Task prompt | Take the data that follows and retype it word for word.
━━━ Materials provided
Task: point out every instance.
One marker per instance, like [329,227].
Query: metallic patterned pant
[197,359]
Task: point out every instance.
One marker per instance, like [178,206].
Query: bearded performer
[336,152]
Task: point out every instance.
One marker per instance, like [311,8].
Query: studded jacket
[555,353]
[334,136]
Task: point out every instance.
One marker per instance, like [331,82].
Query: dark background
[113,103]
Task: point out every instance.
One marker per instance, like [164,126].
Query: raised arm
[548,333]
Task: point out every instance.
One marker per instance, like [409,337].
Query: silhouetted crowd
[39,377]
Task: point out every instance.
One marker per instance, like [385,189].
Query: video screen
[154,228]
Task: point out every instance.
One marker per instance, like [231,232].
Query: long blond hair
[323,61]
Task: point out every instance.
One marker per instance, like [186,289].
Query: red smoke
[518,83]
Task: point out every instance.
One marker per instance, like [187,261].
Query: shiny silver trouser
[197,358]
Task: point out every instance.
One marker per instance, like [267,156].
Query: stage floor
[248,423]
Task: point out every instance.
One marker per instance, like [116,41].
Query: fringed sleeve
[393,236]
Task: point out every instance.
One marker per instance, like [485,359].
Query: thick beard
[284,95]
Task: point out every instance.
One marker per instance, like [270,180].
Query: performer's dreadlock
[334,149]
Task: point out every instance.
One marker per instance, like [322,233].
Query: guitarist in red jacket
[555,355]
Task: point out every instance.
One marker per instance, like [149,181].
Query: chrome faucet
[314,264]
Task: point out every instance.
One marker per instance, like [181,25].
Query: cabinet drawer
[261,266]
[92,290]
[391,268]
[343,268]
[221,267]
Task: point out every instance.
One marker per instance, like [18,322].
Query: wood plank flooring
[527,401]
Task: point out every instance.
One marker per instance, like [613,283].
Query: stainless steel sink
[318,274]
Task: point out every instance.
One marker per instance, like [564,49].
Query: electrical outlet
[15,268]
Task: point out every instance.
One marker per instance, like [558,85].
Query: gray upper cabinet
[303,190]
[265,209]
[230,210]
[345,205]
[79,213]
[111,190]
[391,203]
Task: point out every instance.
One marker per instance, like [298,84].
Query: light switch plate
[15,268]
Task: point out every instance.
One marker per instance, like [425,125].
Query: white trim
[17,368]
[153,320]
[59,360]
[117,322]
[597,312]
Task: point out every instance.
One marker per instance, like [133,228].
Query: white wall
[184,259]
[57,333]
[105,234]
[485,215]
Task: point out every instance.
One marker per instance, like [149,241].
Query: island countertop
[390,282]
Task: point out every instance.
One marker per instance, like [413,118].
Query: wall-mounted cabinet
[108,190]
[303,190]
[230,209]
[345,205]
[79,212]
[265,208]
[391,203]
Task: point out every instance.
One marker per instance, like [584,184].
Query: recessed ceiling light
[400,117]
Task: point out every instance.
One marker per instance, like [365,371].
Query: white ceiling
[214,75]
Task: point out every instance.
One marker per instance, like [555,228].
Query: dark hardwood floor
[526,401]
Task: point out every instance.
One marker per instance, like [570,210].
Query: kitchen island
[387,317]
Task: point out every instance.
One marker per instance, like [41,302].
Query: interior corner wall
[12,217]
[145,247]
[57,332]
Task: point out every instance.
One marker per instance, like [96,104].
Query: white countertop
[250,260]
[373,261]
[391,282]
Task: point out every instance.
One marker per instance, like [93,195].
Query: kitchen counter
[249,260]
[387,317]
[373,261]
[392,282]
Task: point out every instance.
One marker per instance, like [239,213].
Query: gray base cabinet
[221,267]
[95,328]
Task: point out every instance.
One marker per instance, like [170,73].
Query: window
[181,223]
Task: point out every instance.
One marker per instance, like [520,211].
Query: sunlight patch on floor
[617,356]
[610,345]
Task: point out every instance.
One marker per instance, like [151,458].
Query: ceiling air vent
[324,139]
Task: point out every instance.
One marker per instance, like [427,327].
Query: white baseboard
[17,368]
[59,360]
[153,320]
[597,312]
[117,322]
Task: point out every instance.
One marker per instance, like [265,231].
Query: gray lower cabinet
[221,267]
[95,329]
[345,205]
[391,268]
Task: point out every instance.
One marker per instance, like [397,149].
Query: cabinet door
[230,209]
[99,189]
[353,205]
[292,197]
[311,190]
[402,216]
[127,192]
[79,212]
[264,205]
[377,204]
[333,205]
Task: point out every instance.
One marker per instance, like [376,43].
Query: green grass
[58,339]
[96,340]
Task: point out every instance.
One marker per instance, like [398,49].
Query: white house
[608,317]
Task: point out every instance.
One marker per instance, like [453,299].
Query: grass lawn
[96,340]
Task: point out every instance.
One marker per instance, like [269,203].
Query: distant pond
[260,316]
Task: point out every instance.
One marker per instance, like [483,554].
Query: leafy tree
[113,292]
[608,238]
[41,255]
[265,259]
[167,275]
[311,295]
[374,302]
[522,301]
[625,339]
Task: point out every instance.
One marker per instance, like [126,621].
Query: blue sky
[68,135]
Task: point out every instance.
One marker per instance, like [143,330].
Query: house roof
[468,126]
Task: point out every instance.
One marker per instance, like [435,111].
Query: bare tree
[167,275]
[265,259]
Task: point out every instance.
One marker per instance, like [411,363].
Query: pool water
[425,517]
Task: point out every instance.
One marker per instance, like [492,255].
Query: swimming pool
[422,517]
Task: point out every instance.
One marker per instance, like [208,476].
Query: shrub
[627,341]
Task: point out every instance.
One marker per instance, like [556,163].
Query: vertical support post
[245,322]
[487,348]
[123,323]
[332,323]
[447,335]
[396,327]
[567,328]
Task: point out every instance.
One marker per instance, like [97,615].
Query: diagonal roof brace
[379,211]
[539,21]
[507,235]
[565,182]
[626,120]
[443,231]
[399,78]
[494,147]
━━━━━━
Answer to this task |
Task: point out every instance.
One marker per instance, like [329,227].
Query: metallic patterned pant
[197,359]
Task: point out every instance.
One marker per instance, like [178,206].
Query: bearded performer
[336,152]
Task: point out every instance.
One marker per instance, like [311,8].
Query: studded jacket
[555,353]
[334,136]
Task: point out every instance.
One marker per instance, like [331,82].
Query: dark background
[113,103]
Task: point out every instance.
One marker per instance, like [164,126].
Query: raised arm
[548,333]
Task: point out every instance.
One marker per instance, like [409,337].
Query: silhouetted crowd
[39,377]
Task: point out every instance.
One marker per instance, like [385,189].
Query: video screen
[154,228]
Task: point out every instance.
One marker per instance, like [231,232].
Query: long blond hair
[323,61]
Task: point out every instance.
One marker per instance, like [186,289].
Query: red smoke
[518,83]
Task: point out every instance.
One marker per instance, like [187,261].
Query: shiny silver trouser
[197,358]
Task: point out every instance.
One marker per instance, like [267,156].
Query: stage floor
[248,423]
Task: point out every instance.
One marker per instance, like [116,41].
Query: fringed sleeve
[393,236]
Task: point out every instance.
One marker per instance, like [485,359].
Query: thick beard
[284,95]
Task: point out every instance.
One marker per instance, like [270,180].
Query: performer's dreadlock
[334,149]
Task: point out every instance.
One marker per instance, like [322,233].
Query: guitarist in red jacket
[555,355]
Task: point out every instance.
One marker per instance, like [149,181].
Query: chrome faucet
[314,264]
Task: point out every instance.
One marker per instance, like [181,25].
Query: cabinet drawer
[261,266]
[92,290]
[391,268]
[343,268]
[221,267]
Task: point out every instance.
One marker per instance, like [18,322].
Query: wood plank flooring
[527,401]
Task: point out every instance.
One marker per instance, like [613,283].
Query: stainless steel sink
[318,274]
Task: point out every instance.
One marker per instance, like [564,49].
Query: electrical outlet
[15,268]
Task: point out every instance.
One marker per instance, like [558,85].
Query: gray upper cabinet
[303,190]
[265,209]
[230,210]
[345,205]
[79,213]
[111,190]
[391,203]
Task: point out every instance.
One marker per instance, like [298,84].
Query: light switch plate
[15,268]
Task: point out every instance.
One marker per instance, like [425,125].
Query: white trim
[17,368]
[153,320]
[59,360]
[117,322]
[597,312]
Task: point out every instance.
One marker per instance, like [133,228].
Query: white wall
[184,259]
[57,333]
[105,234]
[485,215]
Task: point out every instance.
One marker per instance, like [149,241].
Query: island countertop
[390,282]
Task: point out every instance.
One marker per instance, like [413,118].
Query: wall-mounted cabinet
[108,190]
[303,190]
[230,209]
[345,205]
[79,212]
[265,208]
[391,203]
Task: point out every instance.
One marker per instance, like [584,184].
Query: recessed ceiling light
[400,117]
Task: point out every instance.
One marker per instance, like [365,371].
Query: white ceiling
[214,75]
Task: point out every instance.
One marker per instance, like [555,228].
Query: dark hardwood floor
[526,401]
Task: point out every instance.
One marker per instance, like [570,210].
Query: kitchen island
[387,317]
Task: point out every instance.
One marker per instance, like [41,302].
Query: interior corner wall
[12,217]
[145,247]
[57,332]
Task: point out every instance.
One marker per instance, like [96,104].
Query: white countertop
[250,260]
[373,261]
[391,282]
Task: point out every instance.
One marker per instance, like [93,195].
Query: kitchen counter
[249,260]
[387,317]
[373,261]
[392,282]
Task: point out every instance.
One marker per instance, like [239,213].
Query: gray base cabinet
[221,267]
[95,328]
Task: point out every instance.
One marker per instance, like [170,73].
Query: window
[181,223]
Task: point out every instance.
One marker per instance, like [520,211].
Query: sunlight patch on floor
[617,356]
[610,345]
Task: point out every instance.
One marker per instance, like [151,458].
Query: ceiling air vent
[324,139]
Task: point out every instance.
One marker per instance, like [427,327].
Query: white baseboard
[17,368]
[59,360]
[153,320]
[597,312]
[117,322]
Task: point out every instance.
One marker per instance, like [265,231].
Query: gray lower cabinet
[221,267]
[95,329]
[345,205]
[391,268]
Task: point out every instance.
One marker per instance, like [397,149].
Query: cabinet door
[230,209]
[99,189]
[353,205]
[292,197]
[311,190]
[402,216]
[127,192]
[79,212]
[264,205]
[377,204]
[333,205]
Task: point out every instance.
One marker per instance, like [376,43].
Query: green grass
[58,339]
[96,340]
Task: point out every instance.
One marker per instance, like [398,49].
Query: white house
[608,317]
Task: point out every instance.
One marker per instance, like [453,299].
Query: grass lawn
[96,340]
Task: point out every instance.
One marker per instance, like [269,203].
Query: distant pond
[260,316]
Task: point out every instance.
One marker per instance, like [483,554].
Query: leafy tree
[113,292]
[608,238]
[41,255]
[265,259]
[167,275]
[311,295]
[374,302]
[522,301]
[625,339]
Task: point out every instance.
One marker per instance, like [126,621].
Query: blue sky
[68,135]
Task: point out every instance.
One marker per instance, like [143,330].
Query: house roof
[468,126]
Task: point out every instance.
One marker per instance, like [435,111].
Query: bare tree
[167,275]
[265,259]
Task: point out every instance.
One marker per instance, like [411,363].
Query: pool water
[425,517]
Task: point out every instance.
One marker per instance, like [492,255].
Query: swimming pool
[422,517]
Task: point out every instance.
One marker per instance, like [208,476].
Query: shrub
[627,341]
Task: point out every instance.
One marker per instance, like [556,163].
Query: vertical support post
[245,322]
[487,348]
[123,323]
[332,323]
[447,335]
[396,327]
[567,328]
Task: point out every instance.
One marker per instance, like [97,615].
Query: diagonal roof brace
[379,211]
[539,21]
[507,235]
[565,182]
[626,120]
[443,231]
[399,78]
[494,147]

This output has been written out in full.